In the D4RL overview, change "hybrid strategies" to "mixed strategies" and write out the part starting at "datasets collected with" and ending at "such as Mujoco.".

_GIVEN PASSAGE_:
BEGIN

D4RL (MuJoCo)¶

Abstract¶

D4RL is an open source benchmark for offline Reinforcement Learning, which provides a standardized environment and dataset for training and benchmarking algorithms. The collecting strategy of datasets includes:

datasets generated by hand-designed rules and expert demonstrations
nulti-task datasets (agents performing different tasks in the same environment)
datasets collected with hybrid strategies

Specifically, the following seven sub-environments are included

Maze2D
AntMaze
Gym-MuJoco
Adroit
FrankaKitchen
Flow
Offline CARLA

Note: offline RL is trained on the d4rl and tested by interacting with a specific RL environment, such as Mujoco.

The Mujoco dataset is a physics engine designed to facilitate research and development in areas such as robotics, biomechanics, graphics, and animation that require fast and accurate simulations, and is often used as a benchmark testing environment for continuous space reinforcement learning algorithms. It is a collection of 20 subenvironments, in D4RL the subenvironments used are Half Cheetah, Hopper, and Walker2D. Each subenvironment contains 5 smaller subenvironments.

expert: train a SAC algorithm online until the strategy reaches the expert performance level, using the expert strategy to collect 1 million samples of data
medium-expert: mix equal amounts of data collected by expert and medium strategies
medium: first train a SAC algorithm online, stop training in the middle, and then use this partially trained strategy to collect 1 million samples of data
medium-replay：train a SAC algorithm online until the strategy reaches a moderate performance level, collecting all the samples placed in the buffer during training
random：use a random initialization strategy to collect

The picture below shows one of the Hopper games.

END

_EXTRACTED DATA_:
BEGIN

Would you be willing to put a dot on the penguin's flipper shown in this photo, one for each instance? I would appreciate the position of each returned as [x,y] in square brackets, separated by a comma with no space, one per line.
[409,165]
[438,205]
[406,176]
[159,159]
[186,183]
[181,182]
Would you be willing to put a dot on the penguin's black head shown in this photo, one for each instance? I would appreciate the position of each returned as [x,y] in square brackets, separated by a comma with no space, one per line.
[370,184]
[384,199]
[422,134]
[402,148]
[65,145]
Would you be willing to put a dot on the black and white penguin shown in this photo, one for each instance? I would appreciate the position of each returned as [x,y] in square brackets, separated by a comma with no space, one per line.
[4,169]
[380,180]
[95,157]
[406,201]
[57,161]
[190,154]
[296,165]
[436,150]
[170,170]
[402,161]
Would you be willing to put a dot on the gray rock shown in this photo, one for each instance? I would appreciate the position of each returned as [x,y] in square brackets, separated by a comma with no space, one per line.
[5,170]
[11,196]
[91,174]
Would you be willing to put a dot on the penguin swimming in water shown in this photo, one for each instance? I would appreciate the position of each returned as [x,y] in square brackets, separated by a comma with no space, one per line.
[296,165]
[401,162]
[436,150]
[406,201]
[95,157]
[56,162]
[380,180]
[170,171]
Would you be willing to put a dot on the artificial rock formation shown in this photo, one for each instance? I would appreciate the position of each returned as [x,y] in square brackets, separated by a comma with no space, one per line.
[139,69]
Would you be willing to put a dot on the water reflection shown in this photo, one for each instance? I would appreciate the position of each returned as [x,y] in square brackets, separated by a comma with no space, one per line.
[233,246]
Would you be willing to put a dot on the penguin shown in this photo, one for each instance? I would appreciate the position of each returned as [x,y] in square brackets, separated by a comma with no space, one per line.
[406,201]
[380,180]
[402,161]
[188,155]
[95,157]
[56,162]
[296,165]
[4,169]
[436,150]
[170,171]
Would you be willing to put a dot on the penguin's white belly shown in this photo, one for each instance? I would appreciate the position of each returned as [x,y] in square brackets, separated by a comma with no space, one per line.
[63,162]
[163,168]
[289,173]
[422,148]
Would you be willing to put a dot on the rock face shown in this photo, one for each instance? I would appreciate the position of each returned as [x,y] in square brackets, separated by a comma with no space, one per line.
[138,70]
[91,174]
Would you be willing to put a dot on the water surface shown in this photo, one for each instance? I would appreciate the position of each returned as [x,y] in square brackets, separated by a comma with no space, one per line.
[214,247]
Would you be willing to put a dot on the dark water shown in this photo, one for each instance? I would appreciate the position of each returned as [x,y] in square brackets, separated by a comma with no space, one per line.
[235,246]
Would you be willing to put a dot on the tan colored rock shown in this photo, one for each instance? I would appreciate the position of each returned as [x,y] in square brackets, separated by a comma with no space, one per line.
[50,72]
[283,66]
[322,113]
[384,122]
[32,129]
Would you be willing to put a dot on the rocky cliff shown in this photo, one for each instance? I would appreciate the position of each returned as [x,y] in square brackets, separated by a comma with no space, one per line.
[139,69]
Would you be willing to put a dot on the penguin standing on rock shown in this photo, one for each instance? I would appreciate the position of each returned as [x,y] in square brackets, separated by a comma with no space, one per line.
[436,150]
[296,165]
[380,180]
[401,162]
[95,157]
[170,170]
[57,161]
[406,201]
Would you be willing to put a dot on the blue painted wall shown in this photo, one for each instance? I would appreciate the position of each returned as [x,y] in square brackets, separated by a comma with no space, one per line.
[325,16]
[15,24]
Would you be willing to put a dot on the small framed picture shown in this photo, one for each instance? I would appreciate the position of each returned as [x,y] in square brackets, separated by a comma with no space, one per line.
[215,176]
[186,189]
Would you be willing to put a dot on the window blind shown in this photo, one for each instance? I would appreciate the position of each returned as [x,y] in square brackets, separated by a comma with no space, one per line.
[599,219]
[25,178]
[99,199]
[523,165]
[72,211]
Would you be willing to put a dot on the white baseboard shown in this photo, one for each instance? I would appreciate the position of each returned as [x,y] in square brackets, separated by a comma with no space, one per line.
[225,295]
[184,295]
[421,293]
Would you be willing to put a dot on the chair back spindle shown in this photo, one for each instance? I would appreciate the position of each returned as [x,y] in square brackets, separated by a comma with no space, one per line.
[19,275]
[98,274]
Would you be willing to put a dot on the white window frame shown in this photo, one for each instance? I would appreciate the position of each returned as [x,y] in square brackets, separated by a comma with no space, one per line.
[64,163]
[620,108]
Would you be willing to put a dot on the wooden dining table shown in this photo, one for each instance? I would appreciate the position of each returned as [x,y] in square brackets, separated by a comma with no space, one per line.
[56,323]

END

_RESULT OF THIS EXERCISE_:
datasets collected with mixed strategies

Specifically, the following seven sub-environments are included

Maze2D
AntMaze
Gym-MuJoco
Adroit
FrankaKitchen
Flow
Offline CARLA

Note: offline RL is trained on the d4rl and tested by interacting with a specific RL environment, such as Mujoco.